--- start of Supplied passage ---

Given a contiguous drawing of arbitrary pixels (e.g. on an HTML5 Canvas) is there any algorithm for finding the axis-aligned bounding box that is more efficient than simply looking at every pixel and recording the min/max x/y values?
Just scanline from top left to right and down to get y top,and similar algorithm with different directions for the rest.
Edit by Phrogz:
Here's a pseudo-code implementation. An included optimization ensures that each scan line does not look at pixels covered by an earlier pass:
function boundingBox()
w = getWidth() # Assuming graphics address goes from [0,w)
h = getHeight() # Assuming graphics address goes from [0,h)
for y=h-1 to 0 by -1 # Iterate from last row upwards
for x=w-1 to 0 by -1 # Iterate across the entire row
if pxAt(x,y) then
maxY=y
break # Break out of both loops
if maxY===undefined then # No pixels, no bounding box
return
for x=w-1 to 0 by -1 # Iterate from last column to first
for y=0 to maxY # Iterate down the column, up to maxY
if pxAt(x,y) then
maxX=x
break # Break out of both loops
for x=0 to maxX # Iterate from first column to maxX
for y=0 to maxY # Iterate down the column, up to maxY
if pxAt(x,y) then
minX=x
break # Break out of both loops
for y=0 to maxY # Iterate down the rows, up to maxY
for x=0 to maxX # Iterate across the row, up to maxX
if pxAt(x,y) then
minY=y
break # Break out of both loops
return minX, minY, maxX, maxY
The result (in practice) performs about the same as the brute-force algorithm for a single pixel, and significantly better as the object gets larger.

--- end of Supplied passage ---

● **Task objective**:
Continue the thread on finding a pixel drawing's bounding box, starting after its last sentence. The items after this thread are separate material and not part of it.

--- start of Information provided ---

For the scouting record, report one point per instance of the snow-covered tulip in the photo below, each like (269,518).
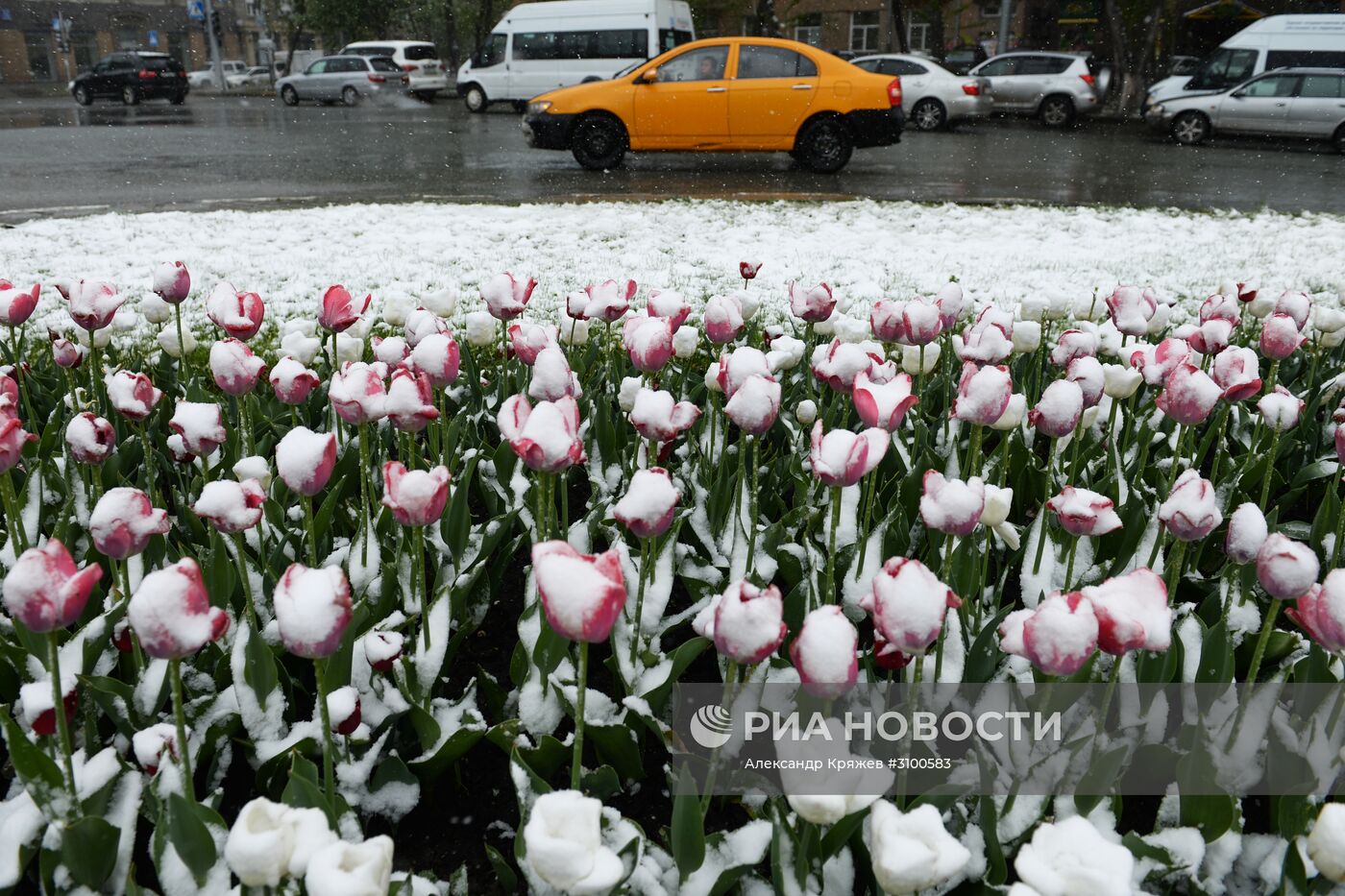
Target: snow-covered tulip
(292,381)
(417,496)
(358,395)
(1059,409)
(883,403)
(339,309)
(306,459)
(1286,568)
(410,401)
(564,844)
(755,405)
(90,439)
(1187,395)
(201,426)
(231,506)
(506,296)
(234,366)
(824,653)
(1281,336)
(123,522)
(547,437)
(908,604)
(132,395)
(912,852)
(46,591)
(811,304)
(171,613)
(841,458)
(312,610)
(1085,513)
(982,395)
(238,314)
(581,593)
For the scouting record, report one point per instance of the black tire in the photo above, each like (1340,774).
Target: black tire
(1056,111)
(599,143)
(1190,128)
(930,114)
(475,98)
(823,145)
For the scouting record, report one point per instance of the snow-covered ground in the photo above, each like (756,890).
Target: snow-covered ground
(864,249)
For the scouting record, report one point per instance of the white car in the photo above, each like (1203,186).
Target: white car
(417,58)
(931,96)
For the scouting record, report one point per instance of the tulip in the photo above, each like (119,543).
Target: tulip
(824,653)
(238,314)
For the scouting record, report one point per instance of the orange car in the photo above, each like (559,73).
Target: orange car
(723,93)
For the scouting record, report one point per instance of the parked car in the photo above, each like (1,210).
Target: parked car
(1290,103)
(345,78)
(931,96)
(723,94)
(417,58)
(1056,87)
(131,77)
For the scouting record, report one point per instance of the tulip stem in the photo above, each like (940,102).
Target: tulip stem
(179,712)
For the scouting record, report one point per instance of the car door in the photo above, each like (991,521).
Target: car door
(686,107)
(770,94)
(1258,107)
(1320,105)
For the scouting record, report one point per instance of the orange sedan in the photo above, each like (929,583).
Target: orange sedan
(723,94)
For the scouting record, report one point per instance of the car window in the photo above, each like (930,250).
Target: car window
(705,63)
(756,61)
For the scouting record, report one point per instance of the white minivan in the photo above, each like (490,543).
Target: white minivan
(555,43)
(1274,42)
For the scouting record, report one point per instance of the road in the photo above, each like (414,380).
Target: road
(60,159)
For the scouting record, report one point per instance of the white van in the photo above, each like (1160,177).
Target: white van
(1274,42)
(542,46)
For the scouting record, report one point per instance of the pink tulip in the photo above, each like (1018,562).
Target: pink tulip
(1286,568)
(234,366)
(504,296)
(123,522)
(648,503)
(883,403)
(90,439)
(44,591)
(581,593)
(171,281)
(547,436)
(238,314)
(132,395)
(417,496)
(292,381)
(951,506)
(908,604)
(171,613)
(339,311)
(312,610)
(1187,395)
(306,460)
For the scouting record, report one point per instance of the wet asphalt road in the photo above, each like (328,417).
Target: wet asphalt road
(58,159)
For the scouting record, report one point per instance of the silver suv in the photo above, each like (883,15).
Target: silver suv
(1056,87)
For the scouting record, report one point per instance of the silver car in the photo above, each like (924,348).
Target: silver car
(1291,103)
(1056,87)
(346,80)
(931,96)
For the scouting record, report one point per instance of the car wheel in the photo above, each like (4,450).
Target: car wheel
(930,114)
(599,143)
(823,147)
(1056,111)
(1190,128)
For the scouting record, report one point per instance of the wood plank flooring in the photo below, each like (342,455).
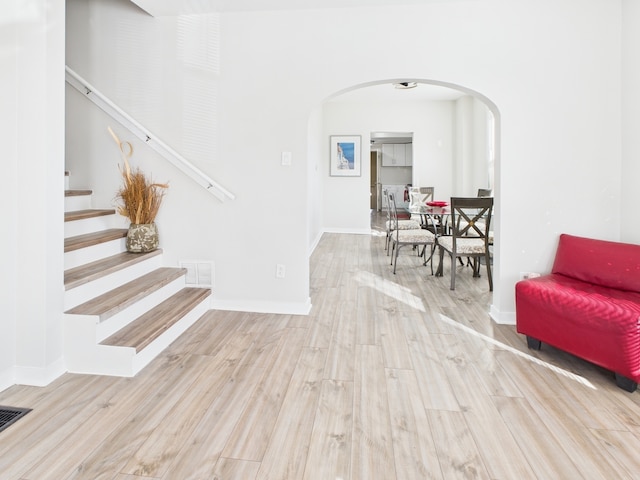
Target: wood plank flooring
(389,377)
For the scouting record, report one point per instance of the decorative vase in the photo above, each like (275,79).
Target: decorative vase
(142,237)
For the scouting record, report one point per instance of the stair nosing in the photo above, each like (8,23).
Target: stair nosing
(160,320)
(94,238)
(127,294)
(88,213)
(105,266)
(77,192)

--- end of Information provided ---

● **Exercise result**:
Demo: http://phrogz.net/tmp/canvas_bounding_box2.html
For fun, here's a visual representation of how this algorithm works:
It doesn't matter in what order you choose to do the sides, you just have to make sure that you take the previous results into account so that you are not double-scanning the corners.
You might be able to use some kind of binary search, or sample on a coarse grid then a successively finer grid. The correctness of this method depends on if 'holes' are allowed in your drawing.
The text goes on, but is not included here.